CHALLENGE:
Return everything from the start of the lines down to the line containing "17], [60, 20, 67, 26]]", both ends included, without changing anything. Leave the pictures out.

Excerpts of bounding box data
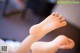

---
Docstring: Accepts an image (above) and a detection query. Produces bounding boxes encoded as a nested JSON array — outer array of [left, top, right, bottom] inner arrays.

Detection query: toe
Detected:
[[51, 12, 55, 16], [55, 12, 59, 17], [60, 20, 67, 26]]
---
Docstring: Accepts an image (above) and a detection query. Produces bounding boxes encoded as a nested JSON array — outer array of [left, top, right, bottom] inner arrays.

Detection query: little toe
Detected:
[[60, 20, 67, 26]]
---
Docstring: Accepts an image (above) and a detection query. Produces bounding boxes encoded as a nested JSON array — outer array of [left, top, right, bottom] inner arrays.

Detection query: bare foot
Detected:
[[30, 12, 67, 38], [31, 35, 74, 53]]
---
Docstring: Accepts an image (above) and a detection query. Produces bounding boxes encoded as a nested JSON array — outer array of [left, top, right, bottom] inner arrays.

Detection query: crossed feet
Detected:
[[31, 35, 75, 53]]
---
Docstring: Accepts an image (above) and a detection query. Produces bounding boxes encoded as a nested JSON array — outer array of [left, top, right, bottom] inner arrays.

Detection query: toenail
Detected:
[[60, 20, 66, 23]]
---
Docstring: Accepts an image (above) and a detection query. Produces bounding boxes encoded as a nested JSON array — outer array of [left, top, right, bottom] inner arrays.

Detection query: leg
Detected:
[[15, 13, 66, 53], [31, 35, 74, 53]]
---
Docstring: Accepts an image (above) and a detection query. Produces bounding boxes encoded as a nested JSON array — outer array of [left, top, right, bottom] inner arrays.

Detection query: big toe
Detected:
[[61, 21, 67, 26]]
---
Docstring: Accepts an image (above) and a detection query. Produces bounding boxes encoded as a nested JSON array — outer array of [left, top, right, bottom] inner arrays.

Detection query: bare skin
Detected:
[[31, 35, 75, 53], [0, 12, 67, 53], [16, 13, 67, 53]]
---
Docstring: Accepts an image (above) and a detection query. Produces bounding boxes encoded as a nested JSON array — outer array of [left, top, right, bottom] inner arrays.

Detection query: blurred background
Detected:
[[0, 0, 80, 53]]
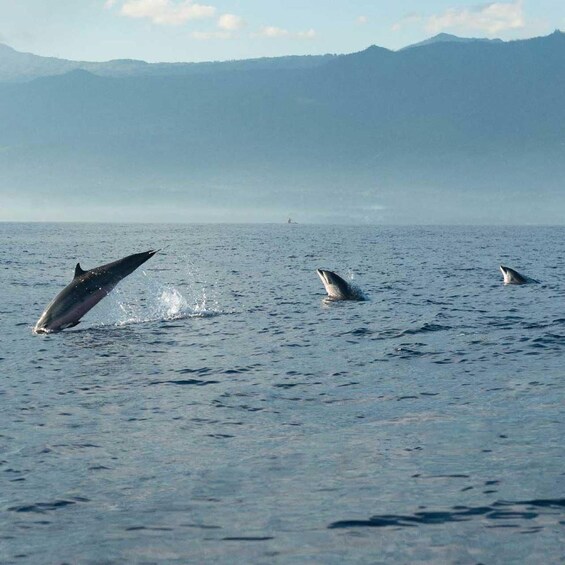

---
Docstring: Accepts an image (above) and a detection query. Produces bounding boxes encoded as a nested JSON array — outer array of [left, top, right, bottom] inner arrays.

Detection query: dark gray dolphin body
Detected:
[[316, 269, 365, 300], [500, 265, 539, 284], [33, 250, 157, 333]]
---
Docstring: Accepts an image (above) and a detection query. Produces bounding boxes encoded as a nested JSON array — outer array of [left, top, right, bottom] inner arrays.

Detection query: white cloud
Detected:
[[218, 14, 245, 31], [121, 0, 216, 25], [259, 26, 290, 37], [191, 31, 233, 41], [296, 28, 316, 39], [392, 0, 526, 35], [259, 26, 316, 39], [392, 12, 424, 31], [426, 0, 526, 35]]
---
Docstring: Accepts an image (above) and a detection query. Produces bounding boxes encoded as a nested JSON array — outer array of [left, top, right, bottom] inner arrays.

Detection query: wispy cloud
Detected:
[[393, 0, 526, 35], [119, 0, 216, 25], [218, 14, 245, 31], [258, 26, 316, 39], [191, 31, 234, 41]]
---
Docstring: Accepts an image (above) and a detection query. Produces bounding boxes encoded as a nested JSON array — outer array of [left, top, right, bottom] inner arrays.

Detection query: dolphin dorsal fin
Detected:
[[74, 263, 86, 279]]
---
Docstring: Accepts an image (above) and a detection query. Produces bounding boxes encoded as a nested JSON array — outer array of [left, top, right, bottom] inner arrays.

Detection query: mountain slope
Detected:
[[0, 33, 565, 223]]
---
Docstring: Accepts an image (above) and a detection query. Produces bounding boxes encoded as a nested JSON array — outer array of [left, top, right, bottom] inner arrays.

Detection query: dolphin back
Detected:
[[33, 249, 157, 333]]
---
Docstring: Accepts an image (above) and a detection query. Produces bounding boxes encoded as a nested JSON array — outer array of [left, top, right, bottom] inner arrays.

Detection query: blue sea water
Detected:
[[0, 224, 565, 564]]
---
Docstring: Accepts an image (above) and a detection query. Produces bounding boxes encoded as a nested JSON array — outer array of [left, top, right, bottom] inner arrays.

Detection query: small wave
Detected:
[[328, 498, 565, 529], [400, 323, 451, 336]]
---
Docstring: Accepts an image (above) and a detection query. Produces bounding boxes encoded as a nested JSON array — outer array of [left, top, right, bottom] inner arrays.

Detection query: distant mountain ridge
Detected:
[[0, 33, 512, 82], [0, 32, 565, 224], [403, 33, 504, 49], [0, 43, 335, 82]]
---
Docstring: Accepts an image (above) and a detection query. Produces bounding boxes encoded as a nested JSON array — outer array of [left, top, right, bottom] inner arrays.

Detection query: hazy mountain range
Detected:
[[0, 32, 565, 224]]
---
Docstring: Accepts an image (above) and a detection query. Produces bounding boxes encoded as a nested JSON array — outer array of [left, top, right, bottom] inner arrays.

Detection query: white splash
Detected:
[[90, 272, 221, 326]]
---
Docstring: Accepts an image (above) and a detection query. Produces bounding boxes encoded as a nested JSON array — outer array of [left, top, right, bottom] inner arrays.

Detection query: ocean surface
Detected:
[[0, 223, 565, 564]]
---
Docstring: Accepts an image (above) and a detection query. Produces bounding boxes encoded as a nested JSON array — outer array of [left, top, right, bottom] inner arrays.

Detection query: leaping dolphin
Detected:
[[500, 265, 539, 284], [316, 269, 365, 300], [33, 250, 157, 333]]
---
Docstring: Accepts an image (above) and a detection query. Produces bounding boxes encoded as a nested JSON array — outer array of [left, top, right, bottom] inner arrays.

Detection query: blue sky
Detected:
[[0, 0, 565, 61]]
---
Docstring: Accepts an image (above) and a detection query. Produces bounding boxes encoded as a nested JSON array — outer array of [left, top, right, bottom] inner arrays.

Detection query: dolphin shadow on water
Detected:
[[500, 265, 539, 284], [316, 269, 367, 300], [33, 249, 158, 334]]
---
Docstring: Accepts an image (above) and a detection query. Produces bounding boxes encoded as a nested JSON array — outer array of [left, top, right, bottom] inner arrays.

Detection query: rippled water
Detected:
[[0, 224, 565, 564]]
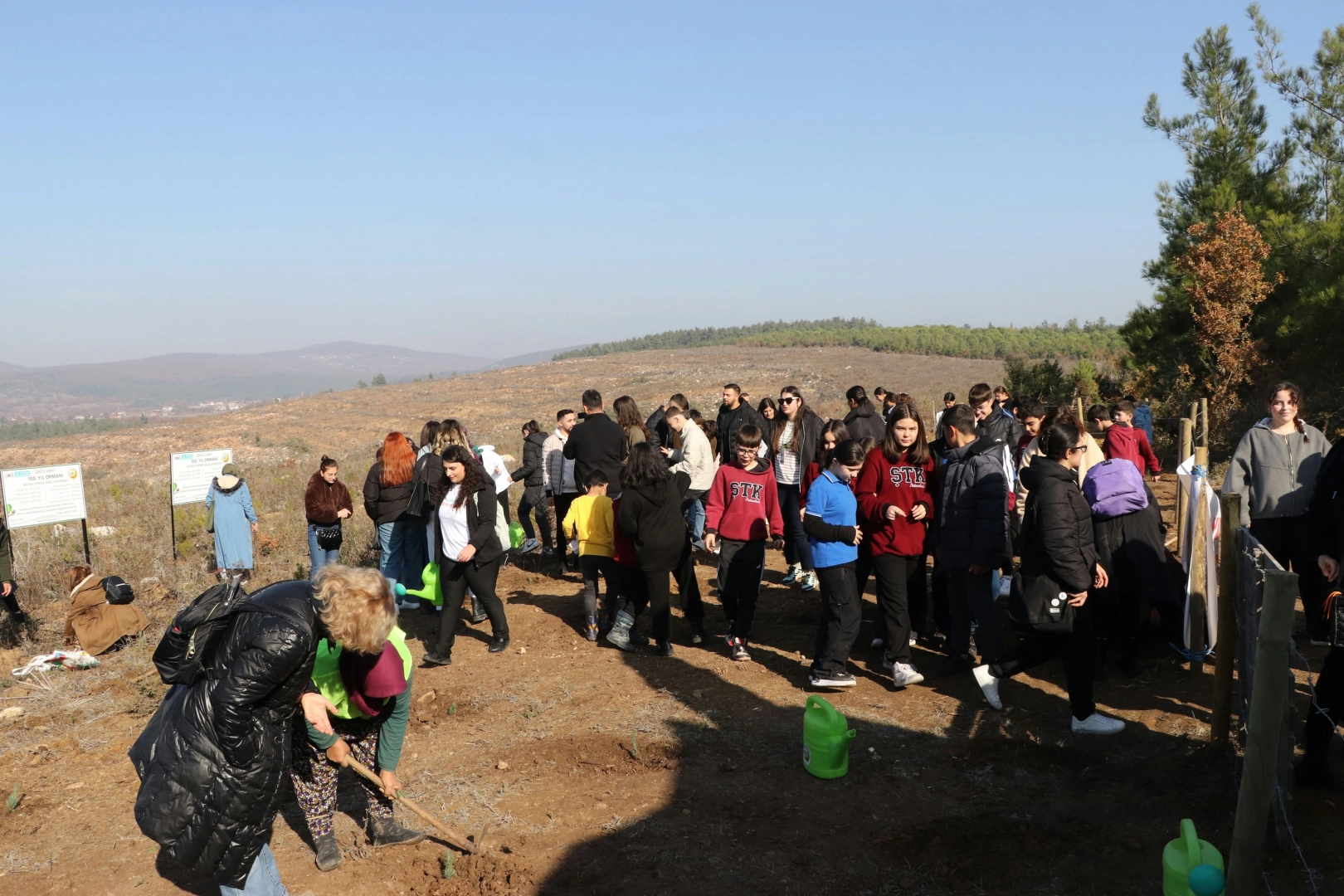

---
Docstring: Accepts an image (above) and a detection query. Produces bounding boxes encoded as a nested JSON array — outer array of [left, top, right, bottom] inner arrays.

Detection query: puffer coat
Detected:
[[1021, 457, 1098, 594], [130, 582, 320, 889]]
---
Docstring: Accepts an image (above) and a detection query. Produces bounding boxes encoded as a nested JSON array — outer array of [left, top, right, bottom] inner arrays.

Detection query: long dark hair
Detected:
[[816, 418, 850, 470], [621, 442, 672, 489], [882, 404, 928, 466], [770, 386, 816, 454], [611, 395, 649, 441], [1039, 421, 1082, 460], [440, 445, 494, 510]]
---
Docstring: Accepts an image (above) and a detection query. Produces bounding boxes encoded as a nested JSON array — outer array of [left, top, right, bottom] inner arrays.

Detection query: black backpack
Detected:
[[153, 577, 247, 686], [102, 575, 136, 605]]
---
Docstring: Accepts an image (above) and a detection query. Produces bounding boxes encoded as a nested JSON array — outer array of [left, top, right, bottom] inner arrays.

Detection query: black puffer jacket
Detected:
[[512, 432, 547, 489], [616, 473, 691, 572], [976, 402, 1023, 451], [928, 438, 1010, 570], [130, 582, 321, 888], [434, 475, 504, 568], [364, 458, 413, 525], [844, 401, 887, 445], [1020, 457, 1098, 594]]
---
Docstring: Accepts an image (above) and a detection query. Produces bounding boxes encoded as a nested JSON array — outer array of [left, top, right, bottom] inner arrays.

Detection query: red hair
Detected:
[[379, 432, 416, 485]]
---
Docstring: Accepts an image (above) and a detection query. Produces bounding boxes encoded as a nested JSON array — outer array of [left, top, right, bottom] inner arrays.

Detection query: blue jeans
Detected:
[[308, 523, 340, 580], [377, 520, 406, 586], [219, 845, 289, 896]]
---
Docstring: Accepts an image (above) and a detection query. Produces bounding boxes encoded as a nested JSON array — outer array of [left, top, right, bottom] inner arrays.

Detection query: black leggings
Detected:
[[989, 603, 1097, 722], [778, 484, 811, 572], [1251, 516, 1329, 640], [872, 553, 925, 662], [434, 558, 508, 655], [518, 485, 551, 548]]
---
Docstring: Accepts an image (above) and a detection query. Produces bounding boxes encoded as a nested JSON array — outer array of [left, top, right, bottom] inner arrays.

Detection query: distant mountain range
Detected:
[[0, 343, 583, 421]]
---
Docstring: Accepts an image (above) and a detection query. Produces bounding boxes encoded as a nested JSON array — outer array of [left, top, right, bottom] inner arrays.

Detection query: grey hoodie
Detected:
[[1223, 418, 1331, 520]]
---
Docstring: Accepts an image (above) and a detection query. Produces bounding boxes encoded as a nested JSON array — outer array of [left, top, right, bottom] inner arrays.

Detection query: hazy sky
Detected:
[[0, 0, 1344, 364]]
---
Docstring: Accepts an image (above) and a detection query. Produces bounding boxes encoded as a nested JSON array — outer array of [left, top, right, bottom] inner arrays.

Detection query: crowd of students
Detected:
[[18, 382, 1322, 894]]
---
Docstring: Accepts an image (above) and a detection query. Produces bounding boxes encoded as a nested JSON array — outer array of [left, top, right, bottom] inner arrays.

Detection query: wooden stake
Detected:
[[1190, 447, 1210, 674], [345, 757, 475, 853], [1227, 570, 1297, 896], [1208, 492, 1242, 748], [1176, 416, 1192, 556]]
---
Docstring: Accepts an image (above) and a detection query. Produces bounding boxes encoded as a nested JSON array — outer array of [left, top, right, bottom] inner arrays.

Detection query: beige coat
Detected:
[[1016, 432, 1106, 523], [66, 575, 149, 655]]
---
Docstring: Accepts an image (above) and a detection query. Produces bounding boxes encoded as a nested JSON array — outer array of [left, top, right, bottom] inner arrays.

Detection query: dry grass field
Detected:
[[0, 348, 1344, 896]]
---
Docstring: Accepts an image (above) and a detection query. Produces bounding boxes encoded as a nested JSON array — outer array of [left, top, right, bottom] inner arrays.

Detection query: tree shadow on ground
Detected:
[[542, 649, 1247, 896]]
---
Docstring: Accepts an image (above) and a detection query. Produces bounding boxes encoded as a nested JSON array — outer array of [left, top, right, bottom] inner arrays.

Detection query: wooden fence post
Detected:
[[1176, 416, 1192, 556], [1188, 447, 1210, 674], [1208, 492, 1242, 748], [1227, 570, 1297, 896]]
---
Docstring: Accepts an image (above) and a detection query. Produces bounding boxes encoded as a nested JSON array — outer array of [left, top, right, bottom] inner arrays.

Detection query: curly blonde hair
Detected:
[[316, 562, 397, 653]]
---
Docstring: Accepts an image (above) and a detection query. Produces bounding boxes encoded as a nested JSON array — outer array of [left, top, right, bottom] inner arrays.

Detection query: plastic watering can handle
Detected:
[[1180, 818, 1205, 870]]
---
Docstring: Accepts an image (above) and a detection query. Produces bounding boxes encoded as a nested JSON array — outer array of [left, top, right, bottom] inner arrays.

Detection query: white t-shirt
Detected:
[[774, 421, 801, 485], [438, 485, 472, 562]]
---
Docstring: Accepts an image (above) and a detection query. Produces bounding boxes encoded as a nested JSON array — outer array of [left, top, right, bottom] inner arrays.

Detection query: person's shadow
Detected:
[[539, 649, 1234, 896]]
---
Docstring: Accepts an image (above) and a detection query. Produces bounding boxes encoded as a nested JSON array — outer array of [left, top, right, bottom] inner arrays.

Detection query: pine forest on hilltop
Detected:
[[555, 317, 1125, 360]]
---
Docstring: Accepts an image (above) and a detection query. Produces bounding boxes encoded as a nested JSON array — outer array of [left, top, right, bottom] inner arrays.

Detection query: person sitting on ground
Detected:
[[65, 564, 149, 655], [563, 469, 616, 640], [289, 566, 425, 870], [975, 423, 1125, 735], [1101, 399, 1162, 482], [130, 566, 392, 896]]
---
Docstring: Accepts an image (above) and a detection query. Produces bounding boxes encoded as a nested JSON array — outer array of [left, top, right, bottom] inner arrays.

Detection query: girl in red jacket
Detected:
[[855, 404, 936, 688]]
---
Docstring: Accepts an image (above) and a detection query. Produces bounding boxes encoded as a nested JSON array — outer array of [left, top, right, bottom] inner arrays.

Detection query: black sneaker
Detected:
[[728, 635, 752, 662], [368, 818, 425, 848], [933, 653, 976, 675], [313, 835, 340, 870], [808, 669, 855, 688]]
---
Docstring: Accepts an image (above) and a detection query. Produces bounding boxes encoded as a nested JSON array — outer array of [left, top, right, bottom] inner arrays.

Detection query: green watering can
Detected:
[[397, 562, 444, 607], [802, 697, 855, 778], [1162, 818, 1227, 896]]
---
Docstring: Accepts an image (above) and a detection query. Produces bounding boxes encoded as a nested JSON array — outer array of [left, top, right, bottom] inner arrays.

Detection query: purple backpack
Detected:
[[1083, 457, 1147, 520]]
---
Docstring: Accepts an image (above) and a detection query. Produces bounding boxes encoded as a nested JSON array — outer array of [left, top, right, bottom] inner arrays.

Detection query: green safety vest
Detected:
[[313, 626, 411, 718]]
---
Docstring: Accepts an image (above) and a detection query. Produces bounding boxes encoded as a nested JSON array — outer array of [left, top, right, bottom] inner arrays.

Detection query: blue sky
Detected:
[[0, 2, 1344, 364]]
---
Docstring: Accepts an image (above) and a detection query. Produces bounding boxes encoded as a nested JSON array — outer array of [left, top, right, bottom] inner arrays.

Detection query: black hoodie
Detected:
[[617, 473, 691, 572]]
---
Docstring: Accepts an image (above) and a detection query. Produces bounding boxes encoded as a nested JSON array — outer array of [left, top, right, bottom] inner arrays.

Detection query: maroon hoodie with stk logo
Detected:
[[704, 460, 783, 542]]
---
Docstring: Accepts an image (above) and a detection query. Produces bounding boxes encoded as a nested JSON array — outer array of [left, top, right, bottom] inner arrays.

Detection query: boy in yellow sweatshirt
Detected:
[[562, 470, 616, 640]]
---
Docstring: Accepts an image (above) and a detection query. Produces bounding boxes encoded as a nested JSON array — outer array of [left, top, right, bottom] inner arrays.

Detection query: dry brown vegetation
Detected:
[[0, 348, 1344, 896]]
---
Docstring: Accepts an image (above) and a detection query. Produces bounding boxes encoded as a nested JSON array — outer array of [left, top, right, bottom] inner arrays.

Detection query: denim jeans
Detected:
[[308, 523, 340, 580], [377, 520, 406, 584], [219, 845, 289, 896]]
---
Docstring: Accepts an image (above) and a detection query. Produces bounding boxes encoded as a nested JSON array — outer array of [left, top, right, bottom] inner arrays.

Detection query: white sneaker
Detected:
[[971, 665, 1004, 709], [891, 662, 923, 688], [1070, 712, 1125, 735]]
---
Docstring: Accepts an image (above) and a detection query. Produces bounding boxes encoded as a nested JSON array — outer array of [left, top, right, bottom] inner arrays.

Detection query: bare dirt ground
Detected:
[[0, 349, 1344, 896]]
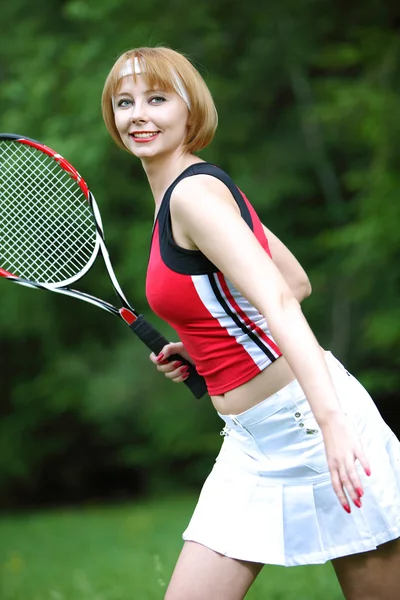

RESPONSE:
---
Docstring: Accepts an image (above) and a detection query. Produces bounding boxes encoded as a nested JSON array — outer array of [left, top, right, bottom] inner arrays.

Detection query: toe
Detected:
[[51, 12, 55, 16], [55, 12, 59, 17], [60, 20, 67, 26]]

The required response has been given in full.